Can you copy out every one of the entries below word for word, with nothing added, dropped, or changed?

TASK MATERIAL:
---------------

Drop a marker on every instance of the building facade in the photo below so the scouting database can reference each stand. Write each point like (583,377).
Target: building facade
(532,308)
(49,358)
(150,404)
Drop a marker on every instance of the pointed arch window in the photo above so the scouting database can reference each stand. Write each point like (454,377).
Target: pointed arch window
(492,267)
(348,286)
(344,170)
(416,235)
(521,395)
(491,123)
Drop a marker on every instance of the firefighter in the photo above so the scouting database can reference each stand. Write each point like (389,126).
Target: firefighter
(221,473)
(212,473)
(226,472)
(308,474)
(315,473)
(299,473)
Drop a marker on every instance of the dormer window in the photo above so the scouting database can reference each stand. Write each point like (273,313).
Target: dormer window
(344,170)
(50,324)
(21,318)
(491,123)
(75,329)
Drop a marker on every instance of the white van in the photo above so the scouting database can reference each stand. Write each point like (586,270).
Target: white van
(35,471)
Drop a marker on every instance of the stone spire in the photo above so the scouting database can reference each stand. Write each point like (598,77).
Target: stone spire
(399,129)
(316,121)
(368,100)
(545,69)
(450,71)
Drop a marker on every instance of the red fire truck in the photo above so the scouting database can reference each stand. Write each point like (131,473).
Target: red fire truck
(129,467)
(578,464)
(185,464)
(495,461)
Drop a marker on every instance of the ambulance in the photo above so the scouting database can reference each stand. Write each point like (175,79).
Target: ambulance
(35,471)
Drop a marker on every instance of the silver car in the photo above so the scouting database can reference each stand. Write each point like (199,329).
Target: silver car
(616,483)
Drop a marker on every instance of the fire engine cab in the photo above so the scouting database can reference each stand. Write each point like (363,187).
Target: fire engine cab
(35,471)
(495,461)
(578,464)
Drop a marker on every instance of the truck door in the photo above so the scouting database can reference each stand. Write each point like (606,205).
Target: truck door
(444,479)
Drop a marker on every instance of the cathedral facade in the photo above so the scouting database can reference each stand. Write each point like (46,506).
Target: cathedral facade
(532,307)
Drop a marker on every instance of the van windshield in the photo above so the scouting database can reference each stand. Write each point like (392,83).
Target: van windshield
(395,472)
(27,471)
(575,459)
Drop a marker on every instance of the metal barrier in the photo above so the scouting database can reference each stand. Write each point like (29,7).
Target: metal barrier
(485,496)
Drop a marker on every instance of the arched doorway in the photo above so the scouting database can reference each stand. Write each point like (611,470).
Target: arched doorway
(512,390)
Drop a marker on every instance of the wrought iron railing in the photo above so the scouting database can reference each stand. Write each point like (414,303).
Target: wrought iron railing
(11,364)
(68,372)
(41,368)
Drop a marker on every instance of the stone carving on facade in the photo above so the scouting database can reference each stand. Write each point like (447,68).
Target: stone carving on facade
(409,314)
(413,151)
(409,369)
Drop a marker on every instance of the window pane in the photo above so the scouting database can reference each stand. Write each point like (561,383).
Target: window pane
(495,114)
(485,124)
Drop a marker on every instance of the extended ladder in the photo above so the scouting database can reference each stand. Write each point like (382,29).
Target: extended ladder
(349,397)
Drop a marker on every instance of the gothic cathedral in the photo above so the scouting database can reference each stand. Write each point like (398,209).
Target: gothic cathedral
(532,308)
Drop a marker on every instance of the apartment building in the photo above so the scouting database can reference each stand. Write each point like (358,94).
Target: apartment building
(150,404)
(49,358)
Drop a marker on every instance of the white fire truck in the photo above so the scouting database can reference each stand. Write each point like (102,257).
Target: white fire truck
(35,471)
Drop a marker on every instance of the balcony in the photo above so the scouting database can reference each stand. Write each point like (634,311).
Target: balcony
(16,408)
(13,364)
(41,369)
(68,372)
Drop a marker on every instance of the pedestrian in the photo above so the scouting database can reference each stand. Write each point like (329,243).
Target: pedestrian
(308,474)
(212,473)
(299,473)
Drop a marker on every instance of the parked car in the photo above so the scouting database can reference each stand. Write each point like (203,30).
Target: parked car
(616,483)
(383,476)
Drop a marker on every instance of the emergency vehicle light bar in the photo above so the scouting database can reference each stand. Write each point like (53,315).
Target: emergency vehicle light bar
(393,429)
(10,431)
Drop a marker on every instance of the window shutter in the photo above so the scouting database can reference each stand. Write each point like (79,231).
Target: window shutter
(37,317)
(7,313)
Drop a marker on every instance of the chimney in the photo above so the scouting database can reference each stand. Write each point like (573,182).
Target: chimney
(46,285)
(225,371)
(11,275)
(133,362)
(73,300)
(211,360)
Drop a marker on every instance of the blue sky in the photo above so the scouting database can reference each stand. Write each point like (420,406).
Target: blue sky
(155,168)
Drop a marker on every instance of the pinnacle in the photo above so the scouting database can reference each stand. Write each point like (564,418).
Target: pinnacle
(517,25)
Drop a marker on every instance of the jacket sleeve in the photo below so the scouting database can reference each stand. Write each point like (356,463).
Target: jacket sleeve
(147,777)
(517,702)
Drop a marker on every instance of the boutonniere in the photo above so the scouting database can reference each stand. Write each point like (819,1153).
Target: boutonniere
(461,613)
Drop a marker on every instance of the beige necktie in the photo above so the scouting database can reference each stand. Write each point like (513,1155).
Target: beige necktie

---------------

ANSWER TO THIS TASK:
Drop a marker on every instance of the building facade in the photo below so the scouting database can reference each stand. Write each point like (583,377).
Target: building facade
(532,308)
(49,358)
(150,404)
Drop a marker on every instance of the pointed arch window in the photo above so the scouting database can reference each stand. Write each point like (454,377).
Target: pointed arch window
(492,267)
(348,286)
(344,170)
(416,235)
(521,395)
(491,123)
Drop a marker on every instance of the firefighter in the photo above so the scouting database can reference each stand. Write each point like (389,126).
Target: firefighter
(221,473)
(212,473)
(226,472)
(308,474)
(315,473)
(299,473)
Drop a marker on every instance of the dormer window in the photo above so the scouting database can reference each stand. Write each point like (273,313).
Target: dormer window
(344,170)
(50,324)
(21,318)
(491,123)
(75,329)
Drop a marker on every instance of the white van in the photo above so the scouting database can reference each stand. Write each point like (586,270).
Target: white van
(35,471)
Drop a marker on every instance of the stone spire in the photo above so the scouting database can reference each stand. Write each point like (598,77).
Target: stone spire
(399,129)
(316,121)
(368,100)
(545,69)
(450,71)
Drop a marker on every instance of the red fire truck in the photo above so the scouting database can reference each stand. Write each point like (131,473).
Target: red fire truck
(129,467)
(578,464)
(185,464)
(495,461)
Drop a marker on every instance of the ambulance in the photo above so the scouting database can reference each stand. Write each point like (175,79).
Target: ambulance
(35,471)
Drop a marker on every instance of the silver car in the photo above so the scouting database can reference each stand. Write each point like (199,329).
Target: silver car
(616,483)
Drop a marker on every instance of the fire engine cab in the photo above so the scouting database can reference each stand. Write each point like (363,187).
Target: fire engine cab
(35,471)
(495,461)
(578,464)
Drop a marker on every instance of the truck door in the photo above so the scouting database can reference each stand. Write each point like (606,205).
Target: truck door
(444,479)
Drop a marker on every instance of the cathedral facade in the photo above so the scouting database can reference each stand. Write each point like (46,506).
Target: cathedral facade
(532,307)
Drop a marker on every instance of the van windshield in the photo above so the scouting database can reference each stand. Write each point like (392,83).
Target: van windshield
(395,472)
(27,471)
(575,459)
Drop a marker on every instance of the metal barrier in the photo above so the scouting database can reference each stand. Write each point like (29,7).
Target: metal barrier
(485,496)
Drop a marker on every instance of the arched doorway in the photo above so the scouting database can reference each stand. Write each point like (611,470).
Target: arched doorway
(512,390)
Drop a marker on every instance of the wrought iron railing in the photo above so the scouting database can reference each stand. Write each point like (414,303).
Target: wrought iron railing
(11,364)
(68,372)
(41,368)
Drop a marker on every instance of the stone carving on facade in the photo above so the scouting database can reference each stand. Write each point like (447,68).
Target: stone carving on facade
(409,314)
(413,151)
(409,369)
Drop a marker on every instance of the window pane in the photo above so the scouting database can reference each stand. Write each point like (561,383).
Target: window pane
(495,114)
(485,124)
Drop a marker on every instance of the extended ladder in the photo above so the scouting database can reference each stand. Write each point like (382,29).
Target: extended ladder
(349,397)
Drop a marker on every instance of the gothic cathedral in the photo above so the scouting database can reference each stand. Write each point like (398,209).
Target: gothic cathedral
(532,308)
Drop a marker on every instance of the apartment building in the photo above so the scouting database can reference each stand. Write each point like (358,94).
Target: apartment building
(150,404)
(49,358)
Drop a marker on every instance of the white fire truck in the photo above so the scouting database can reference each stand. Write each point like (102,257).
Target: white fire truck
(35,471)
Drop a marker on every instance of the balcony in the photo above so the scouting database can reference each stand. Write each point like (634,311).
Target: balcony
(16,408)
(13,364)
(41,369)
(68,372)
Drop a marker on every instance of the pedestrian in the photo above so the scouting database can reference each stand. Write each point like (329,243).
Target: pedestrian
(308,474)
(212,473)
(299,473)
Drop a marker on every instance of the parked car in the photo above so the scouting database can reference each stand. Write each point like (203,30).
Target: parked car
(616,483)
(383,476)
Drop a marker on every instance of the emergency vehicle light bar in the photo above so the scouting database can reference each stand. Write each point like (53,315).
Target: emergency vehicle light bar
(393,429)
(10,431)
Drop a marker on every instance of the window shutter in the photo above so the scouting database can reference each stand. Write each point like (79,231).
Target: window shutter
(37,317)
(7,313)
Drop a marker on every instance of the chimney in the photo above so the scouting database can reference each stand. Write each point like (573,182).
Target: chimney
(46,285)
(225,371)
(11,275)
(133,362)
(73,300)
(211,360)
Drop a marker on every instance of the blue sky in the photo above so the scouting database can reference each stand. Write each point like (420,406).
Target: blue sky
(155,168)
Drop a marker on every instance of the pinnacle in the photo above so the scouting database can reference each stand. Write each point like (564,418).
Target: pinnacle
(517,25)
Drop a marker on every instance of the jacket sleeve in the photo below so the scouting database can reference each stand. Write each point like (356,463).
Target: jacket sleeve
(147,777)
(517,702)
Drop a marker on every instance of the boutonniere in the photo above so the scouting database can reference each stand. Write each point like (819,1153).
Target: boutonniere
(461,613)
Drop a marker on every instance of the beige necktie in the photo above so the scouting database can reference each stand. Write each point like (513,1155).
Target: beige necktie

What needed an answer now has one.